## TEXT SECTION

....

The African Commission’s analysis on the Merits
127. In considering the Communication, the Commission notes that in his Arguments on the Merit, the Complainant has submitted an amended set of prayers in which the Complainant seeks certain reliefs directly from the Commission and drops the request for the Communication to be transmitted to the Court for a decision on the Merit. The Commission will therefore address the Communication on the basis of the amended set of prayers submitted by the Complainant.
128. The Commission will first address the Sixth Respondent State’s observation on the Admissibility of the Communication. From its decision on the Admissibility of the present Communication, the Commission recalls that all the relevant documents and submissions of the Complainant were transmitted to all the fourteen (14) Respondent States along with the required request for the Respondent States to submit their respective observations on the Admissibility of the Communication. However, only two out of the fourteen Respondent States submitted their observations on the Admissibility of the Communication. The Submissions by those two Respondent States were accordingly considered by the Commission in its determination of the Admissibility of the Communication. The Commission notes that under its operative Rules of Procedure, it can only review a decision of inadmissibility. Accordingly, the Commission will not reopen or review its decision on Admissibility at this stage.
129. On the Merits of the Communication, the Commission notes with regret the fact that only one out of the fourteen Respondent States has submitted its arguments. In line with its Rules of Procedure, the Commission proceeds to make its determination on the basis of the Complainant’s submission and the single Respondent State submission available.
130. The Commission notes the Complainant’s contention that the acts and omissions of the Respondent States that have led to the suspension and subsequent permanent ouster of the SADC Tribunal amount to a violation of the provisions of the African Charter but also of the SADC Treaty and the ICCPR. Recalling Article 45(2) of the African Charter which provides that one of the functions of the Commission shall be to “Ensure the protection of human and peoples’ rights under conditions laid down by the present Charter”, it is the Commission’s view that its competence is limited to facilitating State Party implementation of the rights guaranteed in the African Charter.

....

## MATERIAL FOR THIS TASK
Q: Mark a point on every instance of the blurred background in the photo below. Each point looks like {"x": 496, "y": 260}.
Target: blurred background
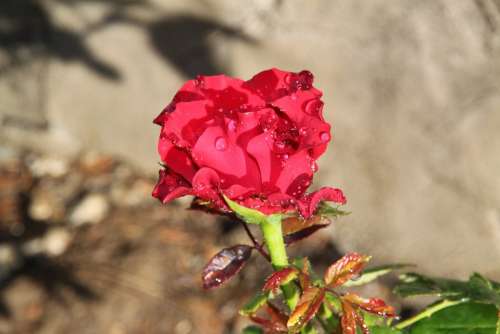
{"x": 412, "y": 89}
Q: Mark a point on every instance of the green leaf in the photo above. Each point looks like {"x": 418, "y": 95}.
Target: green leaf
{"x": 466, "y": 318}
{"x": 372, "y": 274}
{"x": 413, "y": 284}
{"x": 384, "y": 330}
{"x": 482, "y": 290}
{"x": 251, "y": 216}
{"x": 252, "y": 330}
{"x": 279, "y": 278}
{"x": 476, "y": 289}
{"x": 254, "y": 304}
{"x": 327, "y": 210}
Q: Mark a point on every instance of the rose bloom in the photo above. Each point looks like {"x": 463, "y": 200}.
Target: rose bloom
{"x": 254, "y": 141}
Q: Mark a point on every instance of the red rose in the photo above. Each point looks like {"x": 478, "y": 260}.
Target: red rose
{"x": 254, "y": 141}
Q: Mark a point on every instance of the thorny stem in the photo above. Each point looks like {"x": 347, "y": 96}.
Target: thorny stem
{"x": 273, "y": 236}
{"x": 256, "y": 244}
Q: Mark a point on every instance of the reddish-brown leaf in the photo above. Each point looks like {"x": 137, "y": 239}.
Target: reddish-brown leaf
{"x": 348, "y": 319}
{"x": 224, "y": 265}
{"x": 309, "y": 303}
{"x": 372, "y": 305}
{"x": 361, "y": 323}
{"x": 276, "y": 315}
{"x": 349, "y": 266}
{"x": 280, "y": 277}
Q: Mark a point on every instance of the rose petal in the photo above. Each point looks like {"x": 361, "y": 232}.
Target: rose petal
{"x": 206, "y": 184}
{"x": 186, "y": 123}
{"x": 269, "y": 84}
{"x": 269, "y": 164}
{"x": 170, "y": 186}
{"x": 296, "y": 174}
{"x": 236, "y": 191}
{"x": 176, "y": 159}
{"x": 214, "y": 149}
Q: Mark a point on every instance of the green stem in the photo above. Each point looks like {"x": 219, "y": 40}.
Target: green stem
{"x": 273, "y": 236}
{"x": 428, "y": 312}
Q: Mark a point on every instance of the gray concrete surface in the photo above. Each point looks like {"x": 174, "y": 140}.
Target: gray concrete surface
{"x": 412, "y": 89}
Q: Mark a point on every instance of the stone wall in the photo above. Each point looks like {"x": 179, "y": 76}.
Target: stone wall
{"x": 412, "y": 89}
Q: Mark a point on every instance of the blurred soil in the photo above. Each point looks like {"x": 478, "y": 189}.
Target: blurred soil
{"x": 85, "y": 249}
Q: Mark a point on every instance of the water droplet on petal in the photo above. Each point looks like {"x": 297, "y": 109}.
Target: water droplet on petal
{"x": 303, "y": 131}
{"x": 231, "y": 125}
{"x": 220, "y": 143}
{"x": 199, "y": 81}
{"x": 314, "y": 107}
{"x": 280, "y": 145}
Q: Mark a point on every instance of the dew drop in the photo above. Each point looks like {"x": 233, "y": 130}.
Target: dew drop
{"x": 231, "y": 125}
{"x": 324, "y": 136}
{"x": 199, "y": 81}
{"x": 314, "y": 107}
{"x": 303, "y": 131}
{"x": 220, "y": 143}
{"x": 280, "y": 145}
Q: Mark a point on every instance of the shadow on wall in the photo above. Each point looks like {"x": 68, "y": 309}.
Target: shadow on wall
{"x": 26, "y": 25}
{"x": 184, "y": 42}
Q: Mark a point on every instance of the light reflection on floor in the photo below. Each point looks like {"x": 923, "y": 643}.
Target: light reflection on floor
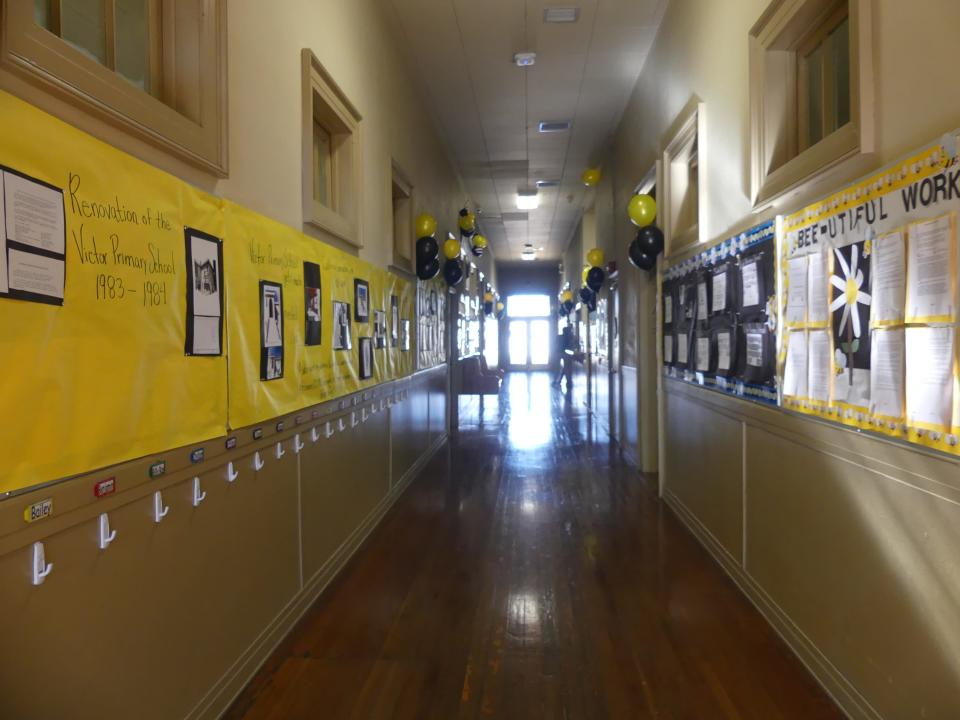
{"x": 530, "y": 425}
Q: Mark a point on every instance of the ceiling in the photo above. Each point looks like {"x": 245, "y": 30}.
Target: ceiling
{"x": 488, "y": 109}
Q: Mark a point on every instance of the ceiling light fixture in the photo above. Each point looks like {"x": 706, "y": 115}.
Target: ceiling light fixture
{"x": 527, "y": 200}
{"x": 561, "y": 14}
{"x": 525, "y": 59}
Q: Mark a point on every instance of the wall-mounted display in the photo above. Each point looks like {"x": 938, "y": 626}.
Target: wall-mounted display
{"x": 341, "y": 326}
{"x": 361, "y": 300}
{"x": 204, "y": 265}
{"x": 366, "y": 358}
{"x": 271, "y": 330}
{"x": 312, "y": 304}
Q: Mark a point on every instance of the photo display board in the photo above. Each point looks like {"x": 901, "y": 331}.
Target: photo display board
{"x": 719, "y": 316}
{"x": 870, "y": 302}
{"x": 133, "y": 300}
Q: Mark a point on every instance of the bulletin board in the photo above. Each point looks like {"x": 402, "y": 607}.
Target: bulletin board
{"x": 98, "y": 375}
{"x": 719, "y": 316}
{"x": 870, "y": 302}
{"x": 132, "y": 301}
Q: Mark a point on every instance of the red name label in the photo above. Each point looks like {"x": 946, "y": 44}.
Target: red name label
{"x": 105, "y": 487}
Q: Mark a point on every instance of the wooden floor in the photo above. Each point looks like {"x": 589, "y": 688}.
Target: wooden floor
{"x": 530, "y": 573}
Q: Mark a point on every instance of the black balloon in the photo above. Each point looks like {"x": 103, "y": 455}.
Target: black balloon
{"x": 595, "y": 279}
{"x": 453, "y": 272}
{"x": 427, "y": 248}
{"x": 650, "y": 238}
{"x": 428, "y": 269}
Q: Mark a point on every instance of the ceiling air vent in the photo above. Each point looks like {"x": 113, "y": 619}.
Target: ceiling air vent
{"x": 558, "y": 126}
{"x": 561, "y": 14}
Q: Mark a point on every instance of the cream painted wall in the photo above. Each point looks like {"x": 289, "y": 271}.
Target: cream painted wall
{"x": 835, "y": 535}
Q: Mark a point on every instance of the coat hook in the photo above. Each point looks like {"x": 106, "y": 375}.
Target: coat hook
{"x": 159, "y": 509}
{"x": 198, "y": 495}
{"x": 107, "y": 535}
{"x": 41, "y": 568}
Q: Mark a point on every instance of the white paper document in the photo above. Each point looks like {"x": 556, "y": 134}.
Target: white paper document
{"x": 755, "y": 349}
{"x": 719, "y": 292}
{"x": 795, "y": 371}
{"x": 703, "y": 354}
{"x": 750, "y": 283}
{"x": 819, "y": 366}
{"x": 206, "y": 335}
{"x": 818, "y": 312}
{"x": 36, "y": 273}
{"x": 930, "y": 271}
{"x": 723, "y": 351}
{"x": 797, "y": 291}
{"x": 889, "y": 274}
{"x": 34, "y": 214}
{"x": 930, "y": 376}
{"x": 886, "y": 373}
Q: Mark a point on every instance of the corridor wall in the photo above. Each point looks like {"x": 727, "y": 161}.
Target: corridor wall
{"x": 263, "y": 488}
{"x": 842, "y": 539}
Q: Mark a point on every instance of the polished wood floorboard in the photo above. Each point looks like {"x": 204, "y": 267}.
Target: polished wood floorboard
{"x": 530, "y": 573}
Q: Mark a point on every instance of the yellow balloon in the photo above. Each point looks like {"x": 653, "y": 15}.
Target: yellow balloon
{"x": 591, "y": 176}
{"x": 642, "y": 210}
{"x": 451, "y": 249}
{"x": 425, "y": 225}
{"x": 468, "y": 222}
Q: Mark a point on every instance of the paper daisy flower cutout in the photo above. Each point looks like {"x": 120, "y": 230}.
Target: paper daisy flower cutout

....

## STATED PROBLEM A
Retype the African Commission's analysis on the merits from "129. On the" up to and including "State submission available.".
## STATED PROBLEM B
Lay out the records from the line with "Q: Mark a point on every instance of the paper" up to and including the last line of the records as a JSON list of strings, one string per line, leaving out blank lines.

## TASK SOLUTION A
129. On the Merits of the Communication, the Commission notes with regret the fact that only one out of the fourteen Respondent States has submitted its arguments. In line with its Rules of Procedure, the Commission proceeds to make its determination on the basis of the Complainant’s submission and the single Respondent State submission available.

## TASK SOLUTION B
[
  "Q: Mark a point on every instance of the paper daisy flower cutout in the photo above. Each point looks like {\"x\": 120, \"y\": 230}.",
  "Target: paper daisy flower cutout"
]